### TASK DIRECTIONS:
The lines to copy from the data below are those that hold the string "jacket".

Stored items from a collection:

* * * * * * * * *

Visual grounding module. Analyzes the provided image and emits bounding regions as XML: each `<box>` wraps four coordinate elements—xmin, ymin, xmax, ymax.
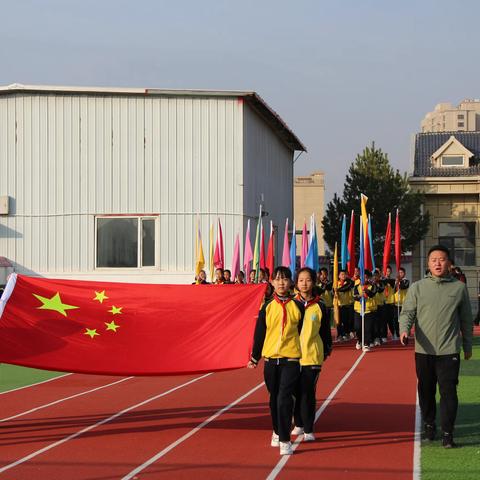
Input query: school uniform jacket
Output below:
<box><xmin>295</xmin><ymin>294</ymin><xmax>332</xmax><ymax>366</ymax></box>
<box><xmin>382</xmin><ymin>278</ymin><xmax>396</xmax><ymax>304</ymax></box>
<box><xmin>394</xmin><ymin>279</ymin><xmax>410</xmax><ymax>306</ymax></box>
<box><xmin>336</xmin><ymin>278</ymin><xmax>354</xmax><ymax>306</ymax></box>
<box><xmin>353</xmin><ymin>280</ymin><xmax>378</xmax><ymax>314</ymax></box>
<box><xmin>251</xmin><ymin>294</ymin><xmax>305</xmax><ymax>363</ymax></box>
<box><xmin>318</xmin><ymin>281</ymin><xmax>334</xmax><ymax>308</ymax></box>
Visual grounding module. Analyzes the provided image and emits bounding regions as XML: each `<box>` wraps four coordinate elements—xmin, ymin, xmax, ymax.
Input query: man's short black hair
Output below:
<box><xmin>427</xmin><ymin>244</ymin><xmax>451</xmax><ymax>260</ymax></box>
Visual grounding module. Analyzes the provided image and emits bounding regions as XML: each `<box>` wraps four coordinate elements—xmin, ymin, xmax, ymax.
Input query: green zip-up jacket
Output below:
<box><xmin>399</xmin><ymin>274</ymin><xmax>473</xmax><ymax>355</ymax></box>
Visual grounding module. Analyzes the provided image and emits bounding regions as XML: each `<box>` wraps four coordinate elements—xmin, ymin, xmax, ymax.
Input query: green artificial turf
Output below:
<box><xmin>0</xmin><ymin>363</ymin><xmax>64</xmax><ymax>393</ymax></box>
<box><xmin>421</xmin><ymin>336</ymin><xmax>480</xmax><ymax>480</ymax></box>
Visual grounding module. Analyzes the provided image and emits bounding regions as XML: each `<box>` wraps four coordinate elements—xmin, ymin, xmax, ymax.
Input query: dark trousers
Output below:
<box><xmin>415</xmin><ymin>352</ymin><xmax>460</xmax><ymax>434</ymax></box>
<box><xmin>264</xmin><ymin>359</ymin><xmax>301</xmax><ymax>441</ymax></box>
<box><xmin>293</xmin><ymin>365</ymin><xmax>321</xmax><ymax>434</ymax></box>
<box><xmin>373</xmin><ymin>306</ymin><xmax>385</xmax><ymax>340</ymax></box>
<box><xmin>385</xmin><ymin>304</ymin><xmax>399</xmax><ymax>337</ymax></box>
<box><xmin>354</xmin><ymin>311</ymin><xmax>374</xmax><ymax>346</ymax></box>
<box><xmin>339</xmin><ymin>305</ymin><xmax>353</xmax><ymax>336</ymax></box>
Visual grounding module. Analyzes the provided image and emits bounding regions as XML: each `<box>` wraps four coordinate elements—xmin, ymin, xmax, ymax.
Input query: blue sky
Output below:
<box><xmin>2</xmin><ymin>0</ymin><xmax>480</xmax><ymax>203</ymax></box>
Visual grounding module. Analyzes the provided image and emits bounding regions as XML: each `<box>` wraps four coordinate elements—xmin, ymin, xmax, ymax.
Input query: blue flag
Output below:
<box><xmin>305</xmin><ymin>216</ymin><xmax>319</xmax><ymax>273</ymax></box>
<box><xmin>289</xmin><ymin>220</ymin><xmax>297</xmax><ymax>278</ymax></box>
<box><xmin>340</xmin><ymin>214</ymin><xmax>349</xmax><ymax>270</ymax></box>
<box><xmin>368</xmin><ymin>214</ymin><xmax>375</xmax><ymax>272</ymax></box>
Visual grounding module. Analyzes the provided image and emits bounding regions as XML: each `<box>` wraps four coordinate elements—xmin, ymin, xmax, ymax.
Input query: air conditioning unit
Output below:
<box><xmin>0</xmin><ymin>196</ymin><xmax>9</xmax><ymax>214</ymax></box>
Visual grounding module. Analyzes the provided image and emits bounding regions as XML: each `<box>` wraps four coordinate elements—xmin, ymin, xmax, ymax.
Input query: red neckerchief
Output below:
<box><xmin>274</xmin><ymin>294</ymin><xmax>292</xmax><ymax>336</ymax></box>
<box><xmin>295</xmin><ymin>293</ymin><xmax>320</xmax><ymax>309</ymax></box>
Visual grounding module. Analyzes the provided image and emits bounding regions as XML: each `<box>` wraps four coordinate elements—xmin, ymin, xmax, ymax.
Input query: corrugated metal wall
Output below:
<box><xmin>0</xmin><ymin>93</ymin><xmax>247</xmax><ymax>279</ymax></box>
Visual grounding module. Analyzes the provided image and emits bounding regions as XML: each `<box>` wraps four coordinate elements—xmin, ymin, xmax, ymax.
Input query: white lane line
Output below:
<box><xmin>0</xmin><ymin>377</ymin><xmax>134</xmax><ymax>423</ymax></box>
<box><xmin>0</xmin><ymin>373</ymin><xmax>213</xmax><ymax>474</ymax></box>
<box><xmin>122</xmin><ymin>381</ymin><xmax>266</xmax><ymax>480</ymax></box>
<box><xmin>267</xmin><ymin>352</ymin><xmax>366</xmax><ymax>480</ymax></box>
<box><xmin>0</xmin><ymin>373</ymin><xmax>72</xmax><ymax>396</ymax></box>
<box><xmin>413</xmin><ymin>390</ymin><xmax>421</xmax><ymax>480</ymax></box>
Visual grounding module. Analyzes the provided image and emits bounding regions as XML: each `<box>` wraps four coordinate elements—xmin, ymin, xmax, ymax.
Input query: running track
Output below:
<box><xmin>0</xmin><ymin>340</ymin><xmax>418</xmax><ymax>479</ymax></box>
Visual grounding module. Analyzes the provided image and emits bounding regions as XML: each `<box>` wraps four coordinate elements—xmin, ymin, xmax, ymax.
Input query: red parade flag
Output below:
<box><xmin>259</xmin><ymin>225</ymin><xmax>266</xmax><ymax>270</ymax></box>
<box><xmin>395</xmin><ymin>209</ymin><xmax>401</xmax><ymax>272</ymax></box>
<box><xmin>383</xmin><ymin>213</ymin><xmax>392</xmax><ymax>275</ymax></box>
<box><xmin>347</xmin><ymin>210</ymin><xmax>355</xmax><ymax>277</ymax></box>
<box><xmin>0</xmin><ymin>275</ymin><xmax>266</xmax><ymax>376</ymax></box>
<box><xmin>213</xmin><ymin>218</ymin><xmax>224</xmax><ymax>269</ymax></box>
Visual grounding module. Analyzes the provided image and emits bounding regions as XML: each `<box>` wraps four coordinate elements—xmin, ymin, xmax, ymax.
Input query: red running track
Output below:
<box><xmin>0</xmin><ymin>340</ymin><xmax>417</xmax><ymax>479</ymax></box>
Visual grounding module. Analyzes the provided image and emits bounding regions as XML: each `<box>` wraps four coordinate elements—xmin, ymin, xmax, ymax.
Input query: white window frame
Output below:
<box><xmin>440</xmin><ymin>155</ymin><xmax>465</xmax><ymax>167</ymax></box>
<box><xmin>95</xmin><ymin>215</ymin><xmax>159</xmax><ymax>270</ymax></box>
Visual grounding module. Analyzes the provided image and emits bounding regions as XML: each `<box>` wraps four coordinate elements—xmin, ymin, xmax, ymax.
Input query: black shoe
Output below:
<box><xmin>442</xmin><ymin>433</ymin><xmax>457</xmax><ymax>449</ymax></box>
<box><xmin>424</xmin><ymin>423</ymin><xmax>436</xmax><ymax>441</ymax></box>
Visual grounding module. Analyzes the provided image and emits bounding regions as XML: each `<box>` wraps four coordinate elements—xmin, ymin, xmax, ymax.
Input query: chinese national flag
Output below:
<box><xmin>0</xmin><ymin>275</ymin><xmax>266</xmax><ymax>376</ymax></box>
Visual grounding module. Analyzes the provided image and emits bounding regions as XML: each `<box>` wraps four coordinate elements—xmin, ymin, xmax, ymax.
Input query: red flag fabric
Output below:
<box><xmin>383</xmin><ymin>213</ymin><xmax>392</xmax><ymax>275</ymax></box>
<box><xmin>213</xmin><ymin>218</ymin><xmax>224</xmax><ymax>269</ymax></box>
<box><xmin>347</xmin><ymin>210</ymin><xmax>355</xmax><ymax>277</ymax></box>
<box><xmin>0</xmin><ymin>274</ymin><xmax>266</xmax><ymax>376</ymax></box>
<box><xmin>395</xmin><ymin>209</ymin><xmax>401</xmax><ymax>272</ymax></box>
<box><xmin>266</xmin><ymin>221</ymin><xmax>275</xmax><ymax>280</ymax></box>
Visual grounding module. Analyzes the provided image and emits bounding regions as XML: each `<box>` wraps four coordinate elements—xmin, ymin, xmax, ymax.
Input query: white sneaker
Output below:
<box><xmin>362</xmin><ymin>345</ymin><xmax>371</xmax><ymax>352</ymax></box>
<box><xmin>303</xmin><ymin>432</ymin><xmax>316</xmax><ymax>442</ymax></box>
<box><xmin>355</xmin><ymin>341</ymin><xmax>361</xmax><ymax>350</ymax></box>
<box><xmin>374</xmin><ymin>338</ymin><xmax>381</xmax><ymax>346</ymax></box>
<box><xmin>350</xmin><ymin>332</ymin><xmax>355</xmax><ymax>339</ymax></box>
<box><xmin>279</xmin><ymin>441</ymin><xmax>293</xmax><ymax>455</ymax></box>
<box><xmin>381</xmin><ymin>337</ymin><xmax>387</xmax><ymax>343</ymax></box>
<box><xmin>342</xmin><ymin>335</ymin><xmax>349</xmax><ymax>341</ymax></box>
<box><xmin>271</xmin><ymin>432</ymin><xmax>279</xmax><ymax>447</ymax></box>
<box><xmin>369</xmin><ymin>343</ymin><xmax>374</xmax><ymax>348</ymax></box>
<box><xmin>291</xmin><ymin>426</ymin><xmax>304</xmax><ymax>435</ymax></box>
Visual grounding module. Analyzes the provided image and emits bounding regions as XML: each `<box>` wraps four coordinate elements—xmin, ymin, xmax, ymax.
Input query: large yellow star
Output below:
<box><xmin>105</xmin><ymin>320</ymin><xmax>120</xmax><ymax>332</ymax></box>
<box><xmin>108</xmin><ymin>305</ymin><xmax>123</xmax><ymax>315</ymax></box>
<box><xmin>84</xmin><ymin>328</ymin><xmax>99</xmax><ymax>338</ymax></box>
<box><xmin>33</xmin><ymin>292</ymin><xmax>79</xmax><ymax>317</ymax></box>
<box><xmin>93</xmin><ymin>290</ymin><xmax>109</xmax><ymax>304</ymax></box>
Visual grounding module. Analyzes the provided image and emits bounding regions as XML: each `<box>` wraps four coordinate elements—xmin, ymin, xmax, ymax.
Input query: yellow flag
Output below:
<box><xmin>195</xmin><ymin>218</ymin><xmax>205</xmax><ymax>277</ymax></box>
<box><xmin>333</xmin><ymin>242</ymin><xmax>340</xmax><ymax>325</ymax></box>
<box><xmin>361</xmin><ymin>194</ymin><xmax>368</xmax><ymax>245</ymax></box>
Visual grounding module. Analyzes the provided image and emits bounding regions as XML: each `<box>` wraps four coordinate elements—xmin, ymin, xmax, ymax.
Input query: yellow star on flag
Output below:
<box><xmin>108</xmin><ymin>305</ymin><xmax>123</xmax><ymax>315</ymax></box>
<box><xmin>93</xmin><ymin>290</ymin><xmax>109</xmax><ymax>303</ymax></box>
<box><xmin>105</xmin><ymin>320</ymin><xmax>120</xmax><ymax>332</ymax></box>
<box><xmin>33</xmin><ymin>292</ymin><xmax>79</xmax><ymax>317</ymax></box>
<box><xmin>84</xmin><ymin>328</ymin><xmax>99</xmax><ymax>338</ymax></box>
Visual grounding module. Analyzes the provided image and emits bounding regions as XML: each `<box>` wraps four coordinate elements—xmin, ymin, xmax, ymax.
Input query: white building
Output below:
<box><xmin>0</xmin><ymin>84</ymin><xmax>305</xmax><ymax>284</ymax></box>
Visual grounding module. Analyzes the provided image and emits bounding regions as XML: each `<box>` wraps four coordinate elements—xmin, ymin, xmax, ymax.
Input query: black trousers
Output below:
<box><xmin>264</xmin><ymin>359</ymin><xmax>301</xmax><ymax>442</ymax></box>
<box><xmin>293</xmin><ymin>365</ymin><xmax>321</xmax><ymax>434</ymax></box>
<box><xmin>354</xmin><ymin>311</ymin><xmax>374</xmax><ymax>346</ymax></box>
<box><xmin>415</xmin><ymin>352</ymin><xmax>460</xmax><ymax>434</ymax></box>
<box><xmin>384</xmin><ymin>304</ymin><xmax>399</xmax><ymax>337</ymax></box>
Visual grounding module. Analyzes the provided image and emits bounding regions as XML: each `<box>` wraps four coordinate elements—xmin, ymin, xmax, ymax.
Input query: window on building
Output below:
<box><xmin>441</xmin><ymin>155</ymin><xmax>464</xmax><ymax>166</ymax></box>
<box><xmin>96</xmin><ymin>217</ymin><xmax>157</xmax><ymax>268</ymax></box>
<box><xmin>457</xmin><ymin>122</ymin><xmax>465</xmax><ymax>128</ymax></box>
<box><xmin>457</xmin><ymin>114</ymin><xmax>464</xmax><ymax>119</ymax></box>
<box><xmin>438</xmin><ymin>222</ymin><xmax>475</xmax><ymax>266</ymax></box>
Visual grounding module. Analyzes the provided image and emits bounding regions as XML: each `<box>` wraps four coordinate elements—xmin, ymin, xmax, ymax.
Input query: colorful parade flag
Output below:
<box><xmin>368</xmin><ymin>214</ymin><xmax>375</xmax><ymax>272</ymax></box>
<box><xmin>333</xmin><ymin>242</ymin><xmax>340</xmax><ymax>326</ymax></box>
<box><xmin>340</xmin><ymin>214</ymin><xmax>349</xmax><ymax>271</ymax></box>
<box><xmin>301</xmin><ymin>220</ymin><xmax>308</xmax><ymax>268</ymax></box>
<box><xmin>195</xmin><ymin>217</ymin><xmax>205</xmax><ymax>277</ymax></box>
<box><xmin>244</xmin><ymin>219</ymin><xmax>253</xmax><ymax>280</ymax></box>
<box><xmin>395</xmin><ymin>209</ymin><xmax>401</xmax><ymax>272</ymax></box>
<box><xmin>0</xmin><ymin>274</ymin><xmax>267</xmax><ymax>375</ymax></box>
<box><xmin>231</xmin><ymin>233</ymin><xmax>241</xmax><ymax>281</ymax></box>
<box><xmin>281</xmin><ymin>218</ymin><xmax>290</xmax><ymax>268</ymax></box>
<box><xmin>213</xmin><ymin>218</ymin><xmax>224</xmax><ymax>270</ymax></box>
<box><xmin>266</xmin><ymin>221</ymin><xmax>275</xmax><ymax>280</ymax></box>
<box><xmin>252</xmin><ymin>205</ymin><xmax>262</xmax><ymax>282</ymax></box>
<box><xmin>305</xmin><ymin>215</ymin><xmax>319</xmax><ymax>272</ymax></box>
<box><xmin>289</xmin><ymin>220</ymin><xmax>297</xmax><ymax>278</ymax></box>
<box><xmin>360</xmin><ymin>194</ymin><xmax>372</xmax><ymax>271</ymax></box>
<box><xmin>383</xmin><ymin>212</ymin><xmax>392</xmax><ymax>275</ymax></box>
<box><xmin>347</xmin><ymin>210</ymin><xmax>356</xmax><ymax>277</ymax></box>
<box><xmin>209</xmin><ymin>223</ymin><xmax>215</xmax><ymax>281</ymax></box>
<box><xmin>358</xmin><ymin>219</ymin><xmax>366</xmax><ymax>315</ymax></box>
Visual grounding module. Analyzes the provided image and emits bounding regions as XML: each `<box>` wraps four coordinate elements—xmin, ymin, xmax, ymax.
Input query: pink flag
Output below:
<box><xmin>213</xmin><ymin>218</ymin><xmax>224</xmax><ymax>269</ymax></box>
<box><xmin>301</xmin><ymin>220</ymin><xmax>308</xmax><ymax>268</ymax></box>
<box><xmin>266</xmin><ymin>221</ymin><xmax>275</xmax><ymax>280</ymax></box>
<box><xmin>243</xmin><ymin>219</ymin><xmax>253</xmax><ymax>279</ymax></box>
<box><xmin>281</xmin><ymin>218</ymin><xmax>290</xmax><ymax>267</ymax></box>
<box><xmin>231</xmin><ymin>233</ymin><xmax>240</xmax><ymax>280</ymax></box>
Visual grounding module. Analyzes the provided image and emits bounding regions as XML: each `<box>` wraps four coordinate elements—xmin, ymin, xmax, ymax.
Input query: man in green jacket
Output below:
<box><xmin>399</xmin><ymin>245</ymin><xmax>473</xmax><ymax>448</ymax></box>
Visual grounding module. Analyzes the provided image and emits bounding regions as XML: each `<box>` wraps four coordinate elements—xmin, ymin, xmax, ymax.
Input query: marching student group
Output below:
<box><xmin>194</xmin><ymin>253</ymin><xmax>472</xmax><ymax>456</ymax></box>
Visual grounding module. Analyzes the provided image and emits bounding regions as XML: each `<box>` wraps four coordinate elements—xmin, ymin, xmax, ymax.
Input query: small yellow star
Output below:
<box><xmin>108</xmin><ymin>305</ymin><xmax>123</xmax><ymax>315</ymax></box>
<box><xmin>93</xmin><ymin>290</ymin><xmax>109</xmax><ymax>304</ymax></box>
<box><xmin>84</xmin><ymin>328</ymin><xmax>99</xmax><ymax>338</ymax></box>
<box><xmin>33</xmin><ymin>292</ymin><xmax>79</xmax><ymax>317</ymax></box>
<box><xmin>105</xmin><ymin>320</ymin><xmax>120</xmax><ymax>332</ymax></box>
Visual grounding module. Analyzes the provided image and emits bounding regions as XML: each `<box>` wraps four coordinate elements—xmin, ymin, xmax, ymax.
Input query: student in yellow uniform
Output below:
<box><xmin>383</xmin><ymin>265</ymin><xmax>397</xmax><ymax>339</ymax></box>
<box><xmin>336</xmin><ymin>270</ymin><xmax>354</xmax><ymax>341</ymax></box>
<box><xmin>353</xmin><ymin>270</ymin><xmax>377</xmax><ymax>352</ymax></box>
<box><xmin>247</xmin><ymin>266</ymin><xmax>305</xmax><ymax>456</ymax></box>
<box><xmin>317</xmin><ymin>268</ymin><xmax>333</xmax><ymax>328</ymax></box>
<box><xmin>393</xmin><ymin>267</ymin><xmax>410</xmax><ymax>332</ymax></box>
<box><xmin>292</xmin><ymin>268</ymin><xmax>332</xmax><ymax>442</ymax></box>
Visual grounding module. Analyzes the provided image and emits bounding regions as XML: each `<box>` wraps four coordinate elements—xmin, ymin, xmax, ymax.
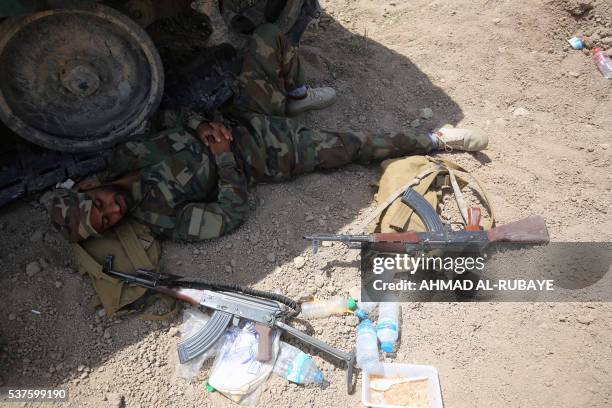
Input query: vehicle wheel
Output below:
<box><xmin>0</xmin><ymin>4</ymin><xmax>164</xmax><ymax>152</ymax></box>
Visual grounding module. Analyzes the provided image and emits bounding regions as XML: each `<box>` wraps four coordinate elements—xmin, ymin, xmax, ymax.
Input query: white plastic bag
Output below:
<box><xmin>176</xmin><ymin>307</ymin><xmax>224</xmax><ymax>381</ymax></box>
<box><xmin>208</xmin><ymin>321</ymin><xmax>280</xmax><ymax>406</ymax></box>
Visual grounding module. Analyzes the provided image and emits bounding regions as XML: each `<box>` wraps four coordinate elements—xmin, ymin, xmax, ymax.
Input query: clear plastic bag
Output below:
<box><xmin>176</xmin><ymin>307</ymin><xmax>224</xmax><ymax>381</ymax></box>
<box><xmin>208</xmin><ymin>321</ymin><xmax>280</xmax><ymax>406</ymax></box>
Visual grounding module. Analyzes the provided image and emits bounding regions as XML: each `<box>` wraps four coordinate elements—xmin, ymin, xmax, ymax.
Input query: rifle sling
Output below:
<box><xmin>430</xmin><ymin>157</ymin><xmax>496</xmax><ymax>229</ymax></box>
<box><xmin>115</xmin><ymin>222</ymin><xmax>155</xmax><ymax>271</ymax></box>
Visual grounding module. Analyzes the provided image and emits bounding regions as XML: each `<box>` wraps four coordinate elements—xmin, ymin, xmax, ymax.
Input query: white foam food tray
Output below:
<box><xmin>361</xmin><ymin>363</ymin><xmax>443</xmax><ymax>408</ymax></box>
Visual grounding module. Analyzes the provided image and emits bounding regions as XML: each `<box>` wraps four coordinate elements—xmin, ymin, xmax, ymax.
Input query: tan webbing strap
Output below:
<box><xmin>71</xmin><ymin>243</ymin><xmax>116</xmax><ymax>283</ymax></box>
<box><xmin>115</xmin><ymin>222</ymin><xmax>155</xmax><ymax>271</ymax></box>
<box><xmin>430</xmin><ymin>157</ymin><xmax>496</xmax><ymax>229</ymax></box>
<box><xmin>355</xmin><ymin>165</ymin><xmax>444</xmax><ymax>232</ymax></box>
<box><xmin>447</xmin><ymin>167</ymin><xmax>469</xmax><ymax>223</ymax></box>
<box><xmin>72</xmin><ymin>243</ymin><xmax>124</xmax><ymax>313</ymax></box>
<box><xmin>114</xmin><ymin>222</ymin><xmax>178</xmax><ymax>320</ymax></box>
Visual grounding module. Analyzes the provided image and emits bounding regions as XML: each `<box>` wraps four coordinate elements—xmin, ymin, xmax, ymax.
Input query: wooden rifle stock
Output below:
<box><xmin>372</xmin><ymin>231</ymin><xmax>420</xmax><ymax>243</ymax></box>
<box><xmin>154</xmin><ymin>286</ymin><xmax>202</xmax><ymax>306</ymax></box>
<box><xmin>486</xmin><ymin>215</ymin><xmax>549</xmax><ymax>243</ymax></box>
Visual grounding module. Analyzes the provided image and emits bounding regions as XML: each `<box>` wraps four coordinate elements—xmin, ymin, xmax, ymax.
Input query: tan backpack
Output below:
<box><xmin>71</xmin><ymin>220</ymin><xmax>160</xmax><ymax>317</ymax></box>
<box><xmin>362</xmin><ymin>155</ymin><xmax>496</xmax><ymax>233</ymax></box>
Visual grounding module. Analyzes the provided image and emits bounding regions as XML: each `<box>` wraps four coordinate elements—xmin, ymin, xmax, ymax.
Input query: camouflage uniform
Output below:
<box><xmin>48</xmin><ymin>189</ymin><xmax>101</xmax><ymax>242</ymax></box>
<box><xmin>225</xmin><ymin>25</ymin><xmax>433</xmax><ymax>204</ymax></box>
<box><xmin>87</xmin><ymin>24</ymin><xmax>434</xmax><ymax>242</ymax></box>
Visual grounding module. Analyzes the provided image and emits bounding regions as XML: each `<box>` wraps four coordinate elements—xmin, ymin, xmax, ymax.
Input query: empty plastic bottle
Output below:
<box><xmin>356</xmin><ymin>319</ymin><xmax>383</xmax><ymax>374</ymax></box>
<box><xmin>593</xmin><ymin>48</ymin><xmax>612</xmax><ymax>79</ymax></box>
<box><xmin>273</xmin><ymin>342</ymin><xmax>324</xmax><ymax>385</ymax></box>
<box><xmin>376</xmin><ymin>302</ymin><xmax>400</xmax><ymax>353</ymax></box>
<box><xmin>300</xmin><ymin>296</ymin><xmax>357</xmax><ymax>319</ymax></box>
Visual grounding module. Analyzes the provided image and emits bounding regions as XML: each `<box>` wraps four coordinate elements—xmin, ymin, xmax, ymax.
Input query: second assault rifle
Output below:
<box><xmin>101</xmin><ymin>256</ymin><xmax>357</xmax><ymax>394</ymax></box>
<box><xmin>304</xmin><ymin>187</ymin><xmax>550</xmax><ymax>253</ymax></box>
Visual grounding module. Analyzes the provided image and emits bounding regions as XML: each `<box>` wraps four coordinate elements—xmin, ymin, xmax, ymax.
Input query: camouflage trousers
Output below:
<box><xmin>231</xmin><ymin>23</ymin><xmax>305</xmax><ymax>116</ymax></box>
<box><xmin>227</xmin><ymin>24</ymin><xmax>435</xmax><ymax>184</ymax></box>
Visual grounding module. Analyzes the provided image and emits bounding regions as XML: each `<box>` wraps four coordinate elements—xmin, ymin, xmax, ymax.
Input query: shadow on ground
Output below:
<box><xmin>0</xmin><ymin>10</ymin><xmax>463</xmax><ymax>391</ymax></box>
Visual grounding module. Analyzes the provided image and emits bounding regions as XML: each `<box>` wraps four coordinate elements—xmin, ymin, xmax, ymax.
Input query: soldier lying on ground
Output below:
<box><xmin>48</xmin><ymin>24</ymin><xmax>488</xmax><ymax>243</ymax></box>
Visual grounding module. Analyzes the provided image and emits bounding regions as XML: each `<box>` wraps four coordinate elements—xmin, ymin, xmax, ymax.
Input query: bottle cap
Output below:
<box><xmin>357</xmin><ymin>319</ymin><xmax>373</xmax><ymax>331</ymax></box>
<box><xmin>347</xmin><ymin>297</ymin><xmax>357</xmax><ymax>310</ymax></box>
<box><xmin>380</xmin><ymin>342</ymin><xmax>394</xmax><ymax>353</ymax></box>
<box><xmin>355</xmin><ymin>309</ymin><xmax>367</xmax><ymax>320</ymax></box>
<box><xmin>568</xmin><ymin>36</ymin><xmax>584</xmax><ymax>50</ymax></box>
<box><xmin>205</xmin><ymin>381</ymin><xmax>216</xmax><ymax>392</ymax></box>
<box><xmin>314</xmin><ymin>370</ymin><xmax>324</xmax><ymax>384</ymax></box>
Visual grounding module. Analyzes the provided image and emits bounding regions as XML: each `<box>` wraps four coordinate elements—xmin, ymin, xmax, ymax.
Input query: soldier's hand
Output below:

* * * * * * * * *

### ANSWER FOR THE TASK:
Input query: school uniform jacket
Input query: green zip-up jacket
Input query: man in green jacket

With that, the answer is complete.